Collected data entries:
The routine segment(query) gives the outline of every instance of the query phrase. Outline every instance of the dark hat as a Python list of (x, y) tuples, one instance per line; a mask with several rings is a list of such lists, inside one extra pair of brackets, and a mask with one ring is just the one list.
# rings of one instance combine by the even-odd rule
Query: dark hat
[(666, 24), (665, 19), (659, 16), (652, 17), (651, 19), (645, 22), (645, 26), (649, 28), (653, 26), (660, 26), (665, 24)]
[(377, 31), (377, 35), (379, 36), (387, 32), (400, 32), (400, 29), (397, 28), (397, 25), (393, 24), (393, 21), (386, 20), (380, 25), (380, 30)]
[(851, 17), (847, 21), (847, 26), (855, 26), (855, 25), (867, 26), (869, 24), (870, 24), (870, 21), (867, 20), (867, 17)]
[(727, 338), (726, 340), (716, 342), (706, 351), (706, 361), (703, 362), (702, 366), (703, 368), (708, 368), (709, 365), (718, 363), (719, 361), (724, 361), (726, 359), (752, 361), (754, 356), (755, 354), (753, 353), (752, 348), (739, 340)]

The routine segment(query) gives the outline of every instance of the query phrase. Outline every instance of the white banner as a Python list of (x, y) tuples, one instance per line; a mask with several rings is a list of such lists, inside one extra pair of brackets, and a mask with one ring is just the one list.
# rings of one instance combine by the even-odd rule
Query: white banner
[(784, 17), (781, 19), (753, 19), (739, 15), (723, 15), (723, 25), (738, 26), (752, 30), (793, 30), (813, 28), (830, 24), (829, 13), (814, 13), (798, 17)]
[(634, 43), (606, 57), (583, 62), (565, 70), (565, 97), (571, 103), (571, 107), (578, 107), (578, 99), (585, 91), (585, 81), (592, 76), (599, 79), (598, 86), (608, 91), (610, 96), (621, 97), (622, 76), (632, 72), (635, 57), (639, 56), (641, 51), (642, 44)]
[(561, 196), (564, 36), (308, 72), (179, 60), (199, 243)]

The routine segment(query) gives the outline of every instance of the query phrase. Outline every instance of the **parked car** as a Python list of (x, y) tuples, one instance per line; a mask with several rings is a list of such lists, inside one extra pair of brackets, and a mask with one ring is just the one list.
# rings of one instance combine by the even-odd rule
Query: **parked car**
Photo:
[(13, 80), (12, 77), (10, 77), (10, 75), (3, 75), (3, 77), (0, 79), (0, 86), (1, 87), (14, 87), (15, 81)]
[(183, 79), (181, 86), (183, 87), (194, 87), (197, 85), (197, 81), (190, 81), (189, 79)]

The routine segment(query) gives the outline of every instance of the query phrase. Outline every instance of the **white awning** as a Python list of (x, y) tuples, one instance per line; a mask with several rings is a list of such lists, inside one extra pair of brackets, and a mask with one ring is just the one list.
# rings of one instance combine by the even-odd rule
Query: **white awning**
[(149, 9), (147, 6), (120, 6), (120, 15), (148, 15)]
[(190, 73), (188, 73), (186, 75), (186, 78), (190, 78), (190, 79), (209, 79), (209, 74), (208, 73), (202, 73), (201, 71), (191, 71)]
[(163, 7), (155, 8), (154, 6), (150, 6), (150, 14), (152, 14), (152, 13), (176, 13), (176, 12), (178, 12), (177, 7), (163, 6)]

---

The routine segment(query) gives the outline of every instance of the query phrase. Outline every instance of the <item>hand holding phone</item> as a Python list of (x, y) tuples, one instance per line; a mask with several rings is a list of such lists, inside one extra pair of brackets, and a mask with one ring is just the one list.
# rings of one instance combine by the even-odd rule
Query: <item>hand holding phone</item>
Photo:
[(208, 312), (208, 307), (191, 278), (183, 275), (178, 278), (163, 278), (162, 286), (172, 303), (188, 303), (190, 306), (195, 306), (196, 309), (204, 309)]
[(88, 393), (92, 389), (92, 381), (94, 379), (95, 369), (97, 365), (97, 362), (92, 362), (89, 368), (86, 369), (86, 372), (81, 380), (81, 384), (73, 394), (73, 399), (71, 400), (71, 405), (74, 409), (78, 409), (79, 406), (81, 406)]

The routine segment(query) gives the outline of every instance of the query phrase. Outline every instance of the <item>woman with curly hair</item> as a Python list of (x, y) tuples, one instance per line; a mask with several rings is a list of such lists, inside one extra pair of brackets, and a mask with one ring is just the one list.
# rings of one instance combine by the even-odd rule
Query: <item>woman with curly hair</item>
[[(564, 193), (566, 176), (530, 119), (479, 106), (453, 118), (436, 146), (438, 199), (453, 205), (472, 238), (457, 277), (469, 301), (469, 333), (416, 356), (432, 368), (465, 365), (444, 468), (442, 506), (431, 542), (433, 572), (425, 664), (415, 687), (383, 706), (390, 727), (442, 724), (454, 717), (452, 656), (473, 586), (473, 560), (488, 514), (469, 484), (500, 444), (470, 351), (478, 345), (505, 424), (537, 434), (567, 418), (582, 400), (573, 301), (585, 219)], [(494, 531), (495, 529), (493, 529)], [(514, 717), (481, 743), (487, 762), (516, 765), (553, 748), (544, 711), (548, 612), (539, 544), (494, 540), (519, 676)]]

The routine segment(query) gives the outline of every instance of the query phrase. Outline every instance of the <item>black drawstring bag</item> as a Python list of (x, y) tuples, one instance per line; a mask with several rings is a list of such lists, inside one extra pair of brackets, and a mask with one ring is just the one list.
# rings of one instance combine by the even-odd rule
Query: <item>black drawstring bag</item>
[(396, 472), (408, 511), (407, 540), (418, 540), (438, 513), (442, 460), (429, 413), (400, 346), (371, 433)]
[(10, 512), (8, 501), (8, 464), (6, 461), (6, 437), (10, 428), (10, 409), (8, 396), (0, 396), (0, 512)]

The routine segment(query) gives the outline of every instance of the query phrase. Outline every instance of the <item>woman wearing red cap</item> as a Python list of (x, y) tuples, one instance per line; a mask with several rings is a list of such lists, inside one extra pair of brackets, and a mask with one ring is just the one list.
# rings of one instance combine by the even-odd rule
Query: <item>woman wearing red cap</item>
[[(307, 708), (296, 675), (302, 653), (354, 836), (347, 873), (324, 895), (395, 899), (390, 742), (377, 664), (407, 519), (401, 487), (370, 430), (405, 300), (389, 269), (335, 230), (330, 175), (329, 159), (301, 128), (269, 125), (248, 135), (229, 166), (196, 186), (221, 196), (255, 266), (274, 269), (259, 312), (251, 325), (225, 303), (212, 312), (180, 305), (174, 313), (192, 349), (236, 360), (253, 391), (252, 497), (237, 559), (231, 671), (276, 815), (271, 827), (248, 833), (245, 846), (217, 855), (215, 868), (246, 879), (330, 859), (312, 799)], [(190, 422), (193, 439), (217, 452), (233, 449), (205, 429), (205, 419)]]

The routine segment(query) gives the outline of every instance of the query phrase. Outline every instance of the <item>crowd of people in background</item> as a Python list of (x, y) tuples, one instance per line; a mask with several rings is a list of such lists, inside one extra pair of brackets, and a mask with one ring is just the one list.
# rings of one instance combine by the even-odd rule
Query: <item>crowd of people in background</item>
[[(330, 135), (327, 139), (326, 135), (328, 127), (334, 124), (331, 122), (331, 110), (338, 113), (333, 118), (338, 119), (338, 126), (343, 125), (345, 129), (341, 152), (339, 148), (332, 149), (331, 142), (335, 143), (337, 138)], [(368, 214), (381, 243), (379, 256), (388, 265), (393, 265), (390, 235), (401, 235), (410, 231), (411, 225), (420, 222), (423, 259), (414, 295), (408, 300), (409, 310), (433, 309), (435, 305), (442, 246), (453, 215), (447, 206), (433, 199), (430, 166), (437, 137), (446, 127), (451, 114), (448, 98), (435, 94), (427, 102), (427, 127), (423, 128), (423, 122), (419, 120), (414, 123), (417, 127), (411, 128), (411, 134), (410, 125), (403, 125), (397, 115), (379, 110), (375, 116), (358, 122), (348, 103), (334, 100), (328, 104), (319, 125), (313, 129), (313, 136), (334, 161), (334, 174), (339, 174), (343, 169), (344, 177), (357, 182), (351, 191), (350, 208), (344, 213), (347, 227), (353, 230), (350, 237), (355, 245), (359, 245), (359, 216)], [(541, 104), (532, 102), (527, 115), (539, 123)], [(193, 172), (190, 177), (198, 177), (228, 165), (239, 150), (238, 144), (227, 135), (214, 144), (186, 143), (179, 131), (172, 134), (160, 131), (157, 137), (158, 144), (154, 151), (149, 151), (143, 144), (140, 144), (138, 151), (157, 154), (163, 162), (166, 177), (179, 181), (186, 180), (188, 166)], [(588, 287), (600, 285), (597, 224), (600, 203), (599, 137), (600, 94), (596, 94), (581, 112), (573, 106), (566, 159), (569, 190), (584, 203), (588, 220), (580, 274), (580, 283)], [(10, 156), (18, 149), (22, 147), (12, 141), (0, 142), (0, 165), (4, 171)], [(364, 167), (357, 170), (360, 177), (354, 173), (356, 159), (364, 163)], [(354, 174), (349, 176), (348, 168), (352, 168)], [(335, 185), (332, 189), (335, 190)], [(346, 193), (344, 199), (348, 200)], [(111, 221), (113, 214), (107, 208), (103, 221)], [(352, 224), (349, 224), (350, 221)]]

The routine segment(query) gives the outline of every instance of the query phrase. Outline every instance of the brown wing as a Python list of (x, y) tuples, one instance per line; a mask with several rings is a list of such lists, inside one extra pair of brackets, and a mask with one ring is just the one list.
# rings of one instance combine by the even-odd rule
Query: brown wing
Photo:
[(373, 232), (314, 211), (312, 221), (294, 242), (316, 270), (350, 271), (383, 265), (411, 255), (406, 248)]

Prompt: Give solely the number of lines in the data that contain the string "brown".

Solved exercise: 2